__Assigned task__. Where does the word "positive" show up in the records? Copy every line that has it.

__Dataset entries__.

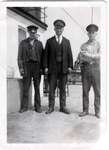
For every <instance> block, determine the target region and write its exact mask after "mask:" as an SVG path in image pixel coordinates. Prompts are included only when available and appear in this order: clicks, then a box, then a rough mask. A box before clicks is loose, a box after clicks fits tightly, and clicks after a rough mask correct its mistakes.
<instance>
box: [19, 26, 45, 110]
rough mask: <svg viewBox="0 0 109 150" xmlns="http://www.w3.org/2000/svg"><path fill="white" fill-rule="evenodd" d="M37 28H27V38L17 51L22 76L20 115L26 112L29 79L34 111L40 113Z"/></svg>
mask: <svg viewBox="0 0 109 150" xmlns="http://www.w3.org/2000/svg"><path fill="white" fill-rule="evenodd" d="M37 29H38V27H36V26H33V25H30V26H28V27H27V30H28V33H29V37H28V38H27V39H25V40H23V41H21V43H20V45H19V50H18V66H19V71H20V74H21V76H23V96H22V100H21V109H20V111H19V112H20V113H22V112H25V111H27V110H28V94H29V88H30V85H31V79H32V78H33V83H34V90H35V96H34V101H35V102H34V107H35V111H36V112H39V113H41V112H42V110H41V102H40V90H39V85H40V79H41V69H42V52H43V46H42V43H41V42H40V41H38V40H37V38H36V33H37Z"/></svg>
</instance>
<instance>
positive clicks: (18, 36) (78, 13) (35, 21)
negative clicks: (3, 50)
mask: <svg viewBox="0 0 109 150" xmlns="http://www.w3.org/2000/svg"><path fill="white" fill-rule="evenodd" d="M34 9H37V11H36V12H34ZM26 11H27V12H29V13H30V14H29V15H27V13H25V12H24V11H23V10H21V9H16V8H11V9H10V8H8V9H7V76H8V86H9V87H8V90H9V92H8V93H10V90H12V89H13V90H15V89H16V90H17V92H14V93H17V94H19V91H18V89H17V88H19V86H18V83H17V82H16V81H18V79H19V78H20V75H19V70H18V66H17V54H18V45H19V42H20V41H21V40H22V39H24V38H26V37H27V32H26V27H27V26H28V25H30V24H35V25H37V26H38V27H39V30H38V34H39V35H40V40H41V41H42V43H43V46H45V43H46V40H47V39H48V38H50V37H51V36H53V35H54V27H53V22H54V20H56V19H63V20H64V21H65V22H66V27H65V30H64V33H63V34H64V36H65V37H67V38H68V39H69V40H70V43H71V48H72V53H73V57H74V60H76V57H77V54H78V52H79V49H80V46H81V44H82V43H83V42H85V41H86V40H87V34H86V31H85V28H86V26H87V25H88V24H90V23H95V24H97V25H98V26H100V13H101V10H100V8H99V7H94V8H92V7H72V8H67V7H66V8H57V7H56V8H55V7H54V8H53V7H47V8H46V16H47V17H45V18H44V17H43V16H44V15H42V14H41V13H39V12H41V9H40V8H39V7H37V8H35V7H31V8H29V11H28V9H27V10H26ZM38 13H39V14H38ZM31 15H32V16H31ZM37 16H38V17H37ZM37 18H38V19H37ZM42 19H43V21H42ZM45 20H46V23H45V22H44V21H45ZM47 25H48V28H47ZM46 29H47V30H46ZM98 38H99V37H98ZM10 77H11V79H9V78H10ZM10 81H11V82H10ZM13 82H16V83H15V84H16V85H15V86H14V87H12V86H13V84H14V83H13ZM16 86H17V87H16ZM10 88H12V89H10ZM42 90H43V82H41V94H42V92H43V91H42ZM14 95H15V94H14ZM14 95H13V98H12V96H11V94H9V95H8V104H9V105H8V108H9V111H16V110H18V109H19V103H20V102H19V98H18V99H17V102H15V97H16V95H15V96H14ZM10 99H11V101H10ZM12 99H13V100H12ZM17 104H18V105H17ZM14 105H16V106H14ZM13 107H14V109H13Z"/></svg>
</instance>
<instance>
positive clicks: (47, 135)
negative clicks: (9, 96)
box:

__Task solution__.
positive clicks: (18, 36) (78, 13) (35, 21)
positive clicks: (47, 135)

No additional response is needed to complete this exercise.